■ THE TASK
Extend the podcast conversation about regret below, picking up right after its last sentence.

Steve, we’re talking about dwelling on our mistakes. I would say to anyone out there, can you hold something to mind right now that you have as a regret? It’s very easy for regret to make us beat ourselves up and create a genuine sense of self-loathing to the point where it’s truly difficult to connect with ourselves in a positive way. And regret can also make us very resentful and angry towards the world. I can easily bring to mind people that I’m aware of in my life who were in a relationship for many years and got to the point where they realized that they had to get out of it. But then looked back on the years where they’d known something was deeply wrong, years where they knew that they had stayed with the wrong person and are now finding themselves oscillating between anger towards that person or towards the opposite sex in general and anger towards themselves for allowing it to happen.

So these things can cause a tremendous amount of pain for us in the present. They can cause an immense amount of trauma and they really can stop us from enjoying our lives in the present day. So I wanted to talk about this today and get into it, not necessarily as a specific topic about our dating lives. Although many of our regrets may intersect with our love lives, but as a general theme that I know will be affecting a lot of listeners out there of this podcast. Steve, what are your thoughts on regret as a concept?

Stephen :

Well, let me just turn this around one moment. Does Matthew have regrets?

Matthew :

Yes. Yes. Steve, did you know that we have a brand new spanking Virtual Retreat coming up? I’d said spanking. There won’t be any spanking. I meant to say brand spanking new, not brand new spanking.

Stephen :

Forget it then.

Matthew :

That was your one stipulation. Well, there won’t be spanking, but there will be a lot of really wonderful things on this Retreat. It’s a Virtual Retreat for those of you that don’t know. And you could do it from anywhere in the world. It’s three days of immersive coaching. And we have over a thousand people who join from all over the world to really discover how wonderful their life can be if they have the right tools. And for this month only, that is the month of November, so it’s almost over, there is an early bird offer for the Virtual Retreat, which means this is the cheapest tickets are going to be between now and the event.

So if you who know you want to come to this, do not delay. They’re only going to get more expensive. This is the best deal that you’re going to get. And it’s only available between now and the end of the month. This month, November go to MHVirtualRetreat.com to get your early bird special. Ticket while they’re still available. And now onto the episode.

The quick answer is yes. And I have in my life, if I added up the amount of time that I have spent beating myself up for certain things that I have done. And in my case, they fall into both categories. I have regrets that fall into the category of, I remember a very specific moment in my life where I was met with a fork in the road where I could have gone one way or the other and I wish that I had gone the other way.

■ DATA LISTING

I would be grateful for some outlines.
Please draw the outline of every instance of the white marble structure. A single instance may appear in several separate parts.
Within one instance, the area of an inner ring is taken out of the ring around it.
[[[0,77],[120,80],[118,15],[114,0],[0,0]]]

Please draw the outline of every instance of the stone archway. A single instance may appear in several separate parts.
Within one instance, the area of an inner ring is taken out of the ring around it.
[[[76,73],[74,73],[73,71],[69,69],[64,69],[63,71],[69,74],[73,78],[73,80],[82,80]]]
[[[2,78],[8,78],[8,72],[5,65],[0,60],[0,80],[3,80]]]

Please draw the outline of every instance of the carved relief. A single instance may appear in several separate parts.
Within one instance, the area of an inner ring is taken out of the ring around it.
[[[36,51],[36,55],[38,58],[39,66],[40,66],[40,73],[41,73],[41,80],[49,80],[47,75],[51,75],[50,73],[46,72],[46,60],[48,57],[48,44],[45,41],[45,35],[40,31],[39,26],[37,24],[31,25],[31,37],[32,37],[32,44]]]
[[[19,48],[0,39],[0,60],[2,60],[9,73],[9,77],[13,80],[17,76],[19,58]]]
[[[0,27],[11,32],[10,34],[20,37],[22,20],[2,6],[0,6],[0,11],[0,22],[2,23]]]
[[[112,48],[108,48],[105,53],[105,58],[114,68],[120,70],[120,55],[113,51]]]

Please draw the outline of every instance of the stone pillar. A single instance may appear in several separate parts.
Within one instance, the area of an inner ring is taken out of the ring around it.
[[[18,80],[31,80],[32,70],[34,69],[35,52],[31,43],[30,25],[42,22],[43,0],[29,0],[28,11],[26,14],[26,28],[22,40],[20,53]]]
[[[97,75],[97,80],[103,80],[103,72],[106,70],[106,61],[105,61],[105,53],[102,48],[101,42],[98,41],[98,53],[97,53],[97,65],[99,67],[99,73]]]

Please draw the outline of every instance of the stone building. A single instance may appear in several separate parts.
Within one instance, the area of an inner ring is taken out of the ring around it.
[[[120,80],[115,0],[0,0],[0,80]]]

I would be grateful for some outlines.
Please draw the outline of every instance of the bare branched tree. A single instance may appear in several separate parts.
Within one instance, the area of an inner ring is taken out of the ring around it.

■ EXPECTED ANSWER
And I can also look at regrets I have around things that I did for a long time that have had an effect on my life. There is a paradox to my regrets and I suppose to regrets in general. I’m sure I’ve quoted this on the podcast before, but Anne Lamott said in her book, Almost Everything I know, I think it’s called, but she says, “All truth is paradox.” And it can be true, it certainly is true for me that I both have regrets that I would be tempted if I were capable of doing so, I would be tempted to go back and do something differently, but I would also in truth, be too afraid to change it.

Stephen : Yeah.

Matthew :

Because I would be too afraid of losing all the good that has come from those moments in my life. So there is this paradox that I both have regrets, but also don’t think that I would change those things if I could, because I’d be too afraid that the life that I love today and the things that I love in my life today would be adversely affected or wouldn’t even exist if I did change one of them.

Stephen :

Well, this is where it gets sort of existential because some things, there’s a cool Mac McCarthy quote that says, “You never know what worse luck your bad luck has saved you from.” And there are certain things that you might regard as bad things befallen you, bad decisions, things where you could’ve made a more optimum decision. Say you chose somewhere different to go to school or you chose a different partner. When you were 21, you chose a different girlfriend and you go, man, if I knew, I would’ve never dated person, but you don’t know what that turned you into today, dating that person. You don’t know what forks in the road that changed. It may have saved you from some other kind of catastrophe.

So it is a little difficult to play as Niall Ferguson calls it, “counterfactual history” with your own life. There might be obvious ones, right? Maybe some people regret they didn’t quit smoking earlier. It’s hard to say there’s going to be an upside to having been smoking for an extra 20 years. So there might be obvious ones where you go, ah, I should have done that sooner. Or people go, why didn’t I start working out when I was 20? This is great. I love doing this. I should have enjoyed it then or I would’ve enjoyed it.

Matthew :

In the smoking example and in any example like that, it’s always so easy to say, oh God, if I knew then what I know now I wouldn’t have smoked or I wouldn’t have dated that person. I wouldn’t have married that person. I would’ve changed. And you go, yeah, but you weren’t ready. That wasn’t who you were then. You weren’t ready. If you were ready to hear what you’re hearing now and acting on now, you would have done something different. And, but you can’t play that game because you weren’t that person. So it would literally, you would be reinventing the universe. If you really do that thought experiment of trying to go back to another time in your life, you don’t even truly know that person anymore.

Stephen :

Yeah.

Matthew :

You only know your memory of that person because over time you’ve changed. You’ve evolved.

Stephen :

And like you say, sometimes it’ll hit you if you go back and see an email you wrote when you were 18 and you’ll be like, what cringey idiot wrote this?

Matthew :

Yeah. You think who was that?

Stephen :

You won’t even recognize it. And you’ll be like, what is this cringey crap I’m writing?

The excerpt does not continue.